====== Provided information

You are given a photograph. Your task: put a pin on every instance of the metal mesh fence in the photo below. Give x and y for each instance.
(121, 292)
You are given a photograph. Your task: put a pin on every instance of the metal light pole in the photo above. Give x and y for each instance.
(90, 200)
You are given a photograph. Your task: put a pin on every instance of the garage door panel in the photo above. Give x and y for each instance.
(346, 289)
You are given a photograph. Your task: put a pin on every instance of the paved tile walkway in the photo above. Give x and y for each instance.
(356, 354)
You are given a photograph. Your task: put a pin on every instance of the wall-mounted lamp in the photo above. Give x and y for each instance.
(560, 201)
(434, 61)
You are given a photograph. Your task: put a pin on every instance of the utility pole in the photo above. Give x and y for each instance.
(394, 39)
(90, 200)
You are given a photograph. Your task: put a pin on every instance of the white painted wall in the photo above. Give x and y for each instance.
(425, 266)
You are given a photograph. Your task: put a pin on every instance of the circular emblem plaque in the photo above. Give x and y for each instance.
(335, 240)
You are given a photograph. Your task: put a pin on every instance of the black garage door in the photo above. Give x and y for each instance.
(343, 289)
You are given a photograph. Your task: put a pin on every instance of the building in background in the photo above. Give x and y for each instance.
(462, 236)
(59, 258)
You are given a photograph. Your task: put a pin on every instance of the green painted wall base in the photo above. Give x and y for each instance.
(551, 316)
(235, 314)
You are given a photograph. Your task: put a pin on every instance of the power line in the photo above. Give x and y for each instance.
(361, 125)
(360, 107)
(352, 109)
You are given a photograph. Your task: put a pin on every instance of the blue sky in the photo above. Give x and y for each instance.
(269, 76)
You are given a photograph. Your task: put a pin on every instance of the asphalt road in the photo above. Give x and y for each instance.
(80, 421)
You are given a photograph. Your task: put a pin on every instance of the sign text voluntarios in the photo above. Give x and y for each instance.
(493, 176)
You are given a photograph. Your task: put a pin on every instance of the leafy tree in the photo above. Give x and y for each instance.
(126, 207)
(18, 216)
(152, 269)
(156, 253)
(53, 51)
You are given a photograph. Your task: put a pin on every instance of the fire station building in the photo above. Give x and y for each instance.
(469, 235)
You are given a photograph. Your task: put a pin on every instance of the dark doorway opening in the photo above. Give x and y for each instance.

============

= Task requirements =
Produce a faithful copy of all the material above.

= Solution =
You are given a photograph. Your task: put a pin on every instance of the metal mesh fence in the photo below. Give x and y for each instance.
(121, 292)
You are given a photograph. Your task: put a pin on every instance of the metal light pole in the photo above. Give x and y for each instance.
(90, 200)
You are given a photograph. Your task: put a pin on every instance of the garage door panel in the photo above. Give x and y for each instance.
(346, 289)
You are given a photograph. Your task: put a pin on every instance of the paved tile walkway in the photo above. Give x and y for each instance.
(356, 354)
You are given a photograph. Your task: put a pin on every instance of the wall-mounted lamp in the photo above. Give x and y for each instance.
(560, 201)
(434, 61)
You are given a photograph. Your task: put a pin on every instance of the utility pole in the photo above. Give x and y for each instance.
(394, 39)
(90, 200)
You are given a photograph. Your task: put a pin on every instance of the white painted wall in the photo above. Give x and y for each instance.
(425, 266)
You are given a photograph. Your task: put a pin on every instance of the circular emblem plaque in the photo above. Give x and y for each instance.
(335, 240)
You are given a photograph. Your task: put a pin on every instance of the black garage door in the photo above. Give x and y for each instance.
(343, 289)
You are given a photograph. Your task: put a pin on every instance of the building in background in the photo above. Give x and y for each instance.
(462, 236)
(59, 258)
You are given a photograph. Your task: put a pin on every instance of the green painted wall base in the photo above. Give x and y for each instance.
(551, 316)
(235, 314)
You are given a photograph. Your task: put a pin on every instance of the power line in the photo above. Give x and y for each instance.
(361, 125)
(360, 107)
(352, 109)
You are given a photograph. Your task: put a pin on every instance of the blue sky in the photo above. Give x and y for each instance.
(269, 76)
You are given a photograph. Your task: put a pin on every instance of the asphalt road in the photo above. Give x and y for each instance.
(80, 421)
You are given a photograph. Your task: put a pin on every instance of the sign text voluntarios in the photo above. Give x and y for each instance.
(493, 176)
You are given a photograph. Your task: put a pin on every instance of the leafy tree in the photo above. Give x and y for each instance.
(126, 207)
(18, 216)
(152, 269)
(156, 253)
(53, 51)
You are given a photograph. Your task: put a pin on every instance of the fire station building in the photo above. Give x and y for each instance.
(469, 235)
You are given a photograph. Your task: put a pin on every instance of the dark doorway opening in the photo above. Give x and y for each instance.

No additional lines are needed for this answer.